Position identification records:
------

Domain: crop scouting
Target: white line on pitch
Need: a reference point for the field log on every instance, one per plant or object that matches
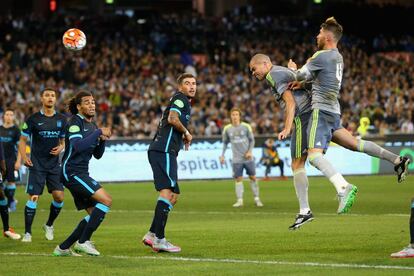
(234, 213)
(237, 261)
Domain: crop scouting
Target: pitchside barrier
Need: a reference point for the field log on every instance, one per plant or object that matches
(126, 160)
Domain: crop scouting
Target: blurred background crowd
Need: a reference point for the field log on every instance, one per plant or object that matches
(131, 65)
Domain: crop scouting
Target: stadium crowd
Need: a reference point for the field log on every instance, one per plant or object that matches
(131, 67)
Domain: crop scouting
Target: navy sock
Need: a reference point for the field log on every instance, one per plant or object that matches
(77, 232)
(412, 223)
(4, 212)
(9, 192)
(96, 217)
(55, 208)
(162, 210)
(29, 213)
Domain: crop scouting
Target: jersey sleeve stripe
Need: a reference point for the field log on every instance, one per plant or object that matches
(75, 135)
(176, 110)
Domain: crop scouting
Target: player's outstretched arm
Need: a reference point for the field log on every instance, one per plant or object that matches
(174, 120)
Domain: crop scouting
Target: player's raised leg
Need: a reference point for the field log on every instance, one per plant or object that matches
(344, 138)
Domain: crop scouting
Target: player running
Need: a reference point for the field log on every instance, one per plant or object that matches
(162, 154)
(46, 130)
(10, 136)
(240, 135)
(84, 140)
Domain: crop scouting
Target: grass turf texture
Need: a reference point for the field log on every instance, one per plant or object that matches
(219, 239)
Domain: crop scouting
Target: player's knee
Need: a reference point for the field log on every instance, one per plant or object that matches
(34, 198)
(107, 200)
(297, 164)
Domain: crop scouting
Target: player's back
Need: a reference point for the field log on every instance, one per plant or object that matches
(167, 138)
(327, 67)
(240, 137)
(279, 78)
(45, 133)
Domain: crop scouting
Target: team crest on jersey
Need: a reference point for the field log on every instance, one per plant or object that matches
(179, 103)
(74, 128)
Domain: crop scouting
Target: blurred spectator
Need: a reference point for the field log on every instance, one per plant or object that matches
(131, 69)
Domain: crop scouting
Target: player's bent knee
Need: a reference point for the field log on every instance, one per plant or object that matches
(34, 198)
(107, 200)
(58, 197)
(173, 200)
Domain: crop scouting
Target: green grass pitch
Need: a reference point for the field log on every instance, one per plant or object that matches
(217, 239)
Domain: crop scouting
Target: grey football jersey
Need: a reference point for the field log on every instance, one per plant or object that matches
(278, 78)
(241, 139)
(325, 69)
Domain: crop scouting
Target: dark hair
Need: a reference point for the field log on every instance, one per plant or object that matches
(47, 89)
(183, 76)
(77, 99)
(236, 109)
(333, 26)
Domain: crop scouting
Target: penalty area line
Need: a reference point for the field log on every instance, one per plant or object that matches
(232, 261)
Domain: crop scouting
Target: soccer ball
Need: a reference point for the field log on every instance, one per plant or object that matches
(74, 39)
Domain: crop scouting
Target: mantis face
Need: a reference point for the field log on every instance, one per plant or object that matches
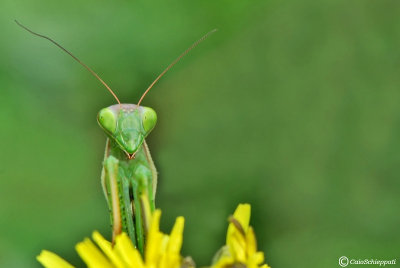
(128, 125)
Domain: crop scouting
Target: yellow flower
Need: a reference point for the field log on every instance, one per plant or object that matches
(161, 250)
(241, 246)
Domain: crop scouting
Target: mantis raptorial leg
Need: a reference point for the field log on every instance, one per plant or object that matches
(129, 177)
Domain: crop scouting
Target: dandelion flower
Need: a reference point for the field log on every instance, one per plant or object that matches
(241, 246)
(161, 250)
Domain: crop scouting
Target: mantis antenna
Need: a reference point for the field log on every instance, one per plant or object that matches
(174, 62)
(75, 58)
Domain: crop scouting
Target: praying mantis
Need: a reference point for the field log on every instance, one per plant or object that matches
(129, 177)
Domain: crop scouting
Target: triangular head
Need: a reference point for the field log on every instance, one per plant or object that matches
(128, 125)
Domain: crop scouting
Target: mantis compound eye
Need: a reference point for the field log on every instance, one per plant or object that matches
(107, 120)
(149, 119)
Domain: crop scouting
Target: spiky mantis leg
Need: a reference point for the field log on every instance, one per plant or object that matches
(127, 185)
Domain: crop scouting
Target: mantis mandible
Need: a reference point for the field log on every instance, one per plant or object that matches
(129, 177)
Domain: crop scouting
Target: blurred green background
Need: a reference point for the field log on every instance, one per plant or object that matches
(292, 106)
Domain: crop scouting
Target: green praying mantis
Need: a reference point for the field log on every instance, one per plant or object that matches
(129, 177)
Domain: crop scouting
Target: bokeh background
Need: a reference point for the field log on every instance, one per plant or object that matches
(292, 106)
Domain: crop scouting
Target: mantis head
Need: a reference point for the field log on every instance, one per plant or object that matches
(128, 125)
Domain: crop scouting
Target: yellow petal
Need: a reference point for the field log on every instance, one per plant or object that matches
(242, 215)
(107, 249)
(251, 242)
(256, 259)
(237, 250)
(176, 237)
(223, 262)
(50, 260)
(125, 248)
(91, 255)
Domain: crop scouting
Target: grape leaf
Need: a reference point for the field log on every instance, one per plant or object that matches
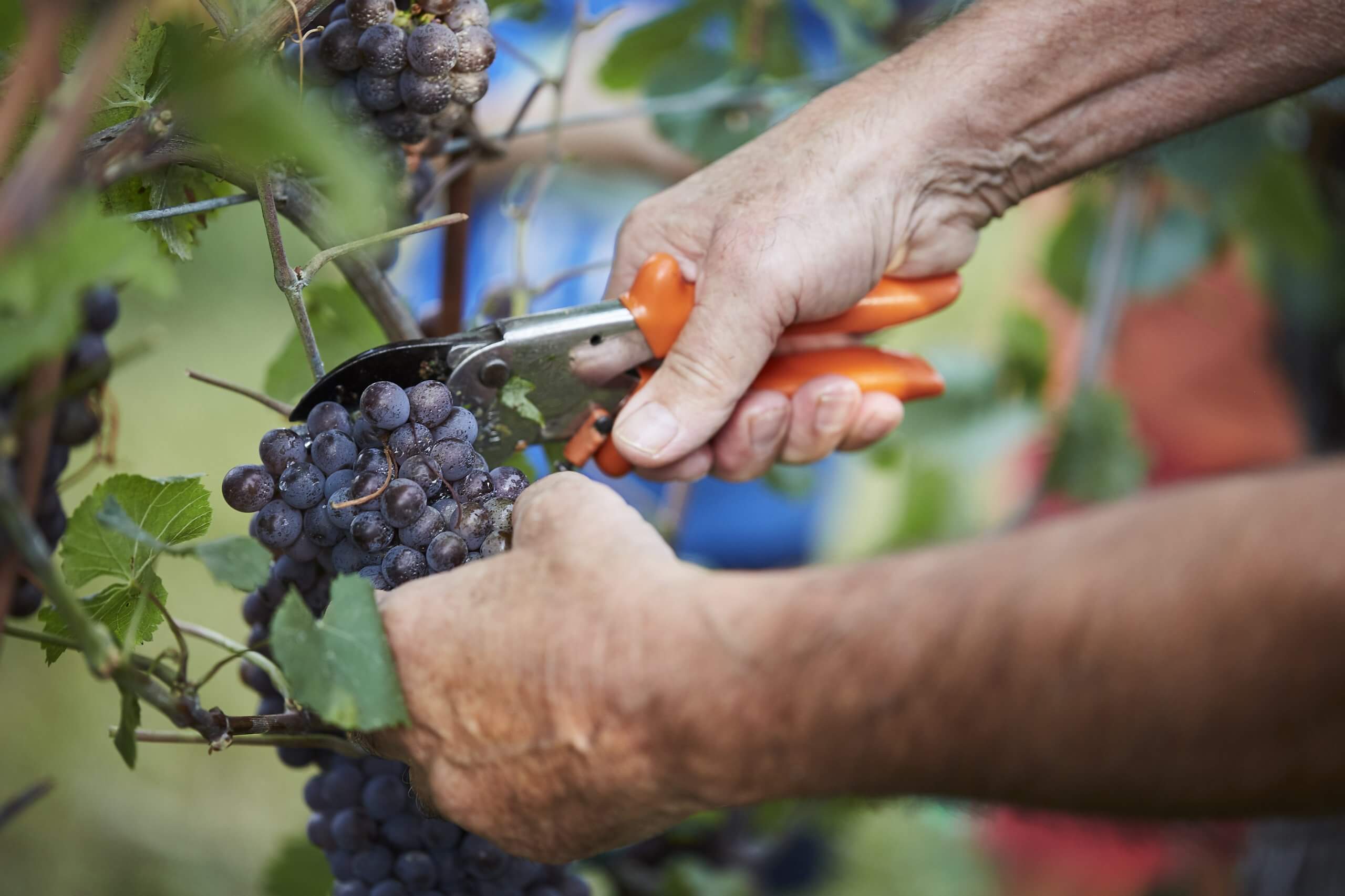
(342, 327)
(126, 738)
(169, 510)
(113, 607)
(339, 666)
(237, 561)
(298, 868)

------

TASK DETAILS:
Make an exact copy of the whole listing, but don't bring over any pictures.

SOLUTION TO THIS PROBLEM:
Domain: crop scouting
Target: white line on pitch
Need: a reference point for the field log on every instance, one per plant or object that matches
(234, 213)
(237, 261)
Domain: crop scouting
Target: pitchside barrier
Need: a reference point for the field log on every instance, one per plant or object that matches
(126, 160)
Domain: crop scouting
Target: blurred background crowd
Need: a reference point for the field log on every instance, one per plant or object that matches
(131, 65)
Domain: crop scouting
Target: stadium crowd
Need: a reference point for the field log on every instance, one per plant or object that matches
(131, 67)
Domain: crop scouting
Target: navy sock
Need: a reference point for the field log on every instance, one per plant or object that matches
(77, 232)
(412, 223)
(4, 212)
(9, 192)
(96, 217)
(55, 208)
(162, 210)
(29, 213)
Domain: crop scouting
Target: jersey sleeve stripe
Need: a reference point for the field log on every instance, one per plant or object that matches
(75, 135)
(176, 110)
Domain: crop scouting
Target: player's outstretched arm
Need: a reference point for the field log on every instance, one per plant or object that matches
(174, 120)
Domain: crop scouting
Target: player's raised leg
Need: a reference point for the field log on every instance, one per plant or object that matches
(344, 138)
Domain: crop scouting
Target: player running
Need: a reference point for the field log on every instance, one per plant or object that matches
(162, 154)
(46, 130)
(10, 136)
(240, 135)
(84, 140)
Domain: crop scouting
Target: grass turf texture
Need: a reference point for the field log on every instance, one per plant or object that matches
(219, 239)
Domain: crop scouting
Target: player's knee
Need: a reference point for the field log on every instance, one per plant or object that matches
(34, 198)
(107, 200)
(297, 164)
Domain: crop scouting
Target: player's back
Need: a reference point for the field log on every instance, one per plant or object that matches
(167, 138)
(327, 67)
(240, 137)
(279, 78)
(45, 133)
Domain: crop scouting
Target: team crest on jersey
Need: a reference point for the field log on every instance, one per plant or object that matches
(179, 103)
(74, 128)
Domain: crop scouting
Target: blurred spectator
Need: a reference point for the field log on every instance, one per plant or object that matches
(131, 69)
Domain: crop scouting
Target: player's bent knee
Need: a reference point for the field log on every instance, one per plant or object that matches
(34, 198)
(107, 200)
(58, 197)
(173, 200)
Domain: crop scouting
Target: green grass pitch
Need: a reference point for the field log on every instance, one per plant or object that matches
(217, 239)
Domain: crop scouting
Target: grey football jersey
Need: a reference point for the field log on every instance, one per plant or object that matches
(278, 78)
(241, 139)
(325, 69)
Domain: crop scouting
Target: dark hair
Need: a reference point for the field log on every instance, one per plant or object that matches
(47, 89)
(183, 76)
(77, 99)
(236, 109)
(333, 26)
Domain: crop scouting
Target: penalty area line
Need: a reference point for the field log on every instance, one per plant or object that matches
(232, 261)
Domain: crop scouting
Target: soccer ball
Need: a reference point for the field log on every instance, one per plant or object that matches
(74, 39)
Domain: crop scouting
Target: mantis face
Need: a reference point for the field log on every instance, one per plant or object that matches
(128, 125)
Domain: crop scouting
Target: yellow flower
Need: a reference point for the field log on every instance, one per plant or object that matches
(161, 250)
(241, 246)
Domain: crop scouting
Target: mantis raptorial leg
Need: a reference point for the field log on every instance, one per plant or object that matches
(129, 177)
Domain: crop scouting
Target: dandelion flower
Need: a reference point for the field log on every instance, one per plant or object that matches
(241, 246)
(161, 250)
Domain: crop scouting
Target: mantis antenna
Need: a reference point for the field log on every instance, one per plant or object that matches
(174, 62)
(75, 58)
Domain: crop scouting
Target: praying mantis
Need: a reference point for the field log on every instance, one per plant or object that matches
(129, 177)
Domain: crop scouting
Target: triangular head
Need: a reference point for the field log on every instance, one per plant or object that matches
(128, 125)
Domain: crop scouting
Target: mantis compound eye
Need: a reference point for the field log on every instance, one per plant or object that matches
(107, 120)
(149, 119)
Domain: crop scouting
Target: spiky mantis leg
Need: a reference point for the field log on every instance, one per plant or object that matches
(127, 185)
Domain: crop scouting
Target: mantis mandible
Need: a reference point for the field log on every instance, one per plant or object that matches
(129, 177)
Domain: crop scouting
Target: blurred green background
Need: a reference point for the field log on every instance, one per plant or object that matches
(292, 106)
Domain: crop scouting
Target: green praying mantis
Need: a reference point for the field log on every instance, one per plant or object that matches
(129, 177)
Domain: crop scouting
Target: bokeh background
Need: a reference point for the field log on every instance, one per plant or object that matches
(292, 106)
Domain: crop scouting
Target: mantis head
Need: a reference point for the field log on every instance, one per plant or object that matches
(128, 125)
Domain: crop scouting
Target: yellow petal
Need: a reference point for the field log on every instance, one per plant or object that matches
(242, 215)
(107, 249)
(251, 242)
(256, 259)
(237, 250)
(176, 237)
(223, 262)
(50, 260)
(125, 248)
(91, 255)
Domain: crop scouting
Target: grape leaf
Need: a reference point for the field log on every instance, one per plant or object that matches
(342, 327)
(126, 738)
(169, 510)
(113, 607)
(339, 666)
(237, 561)
(298, 868)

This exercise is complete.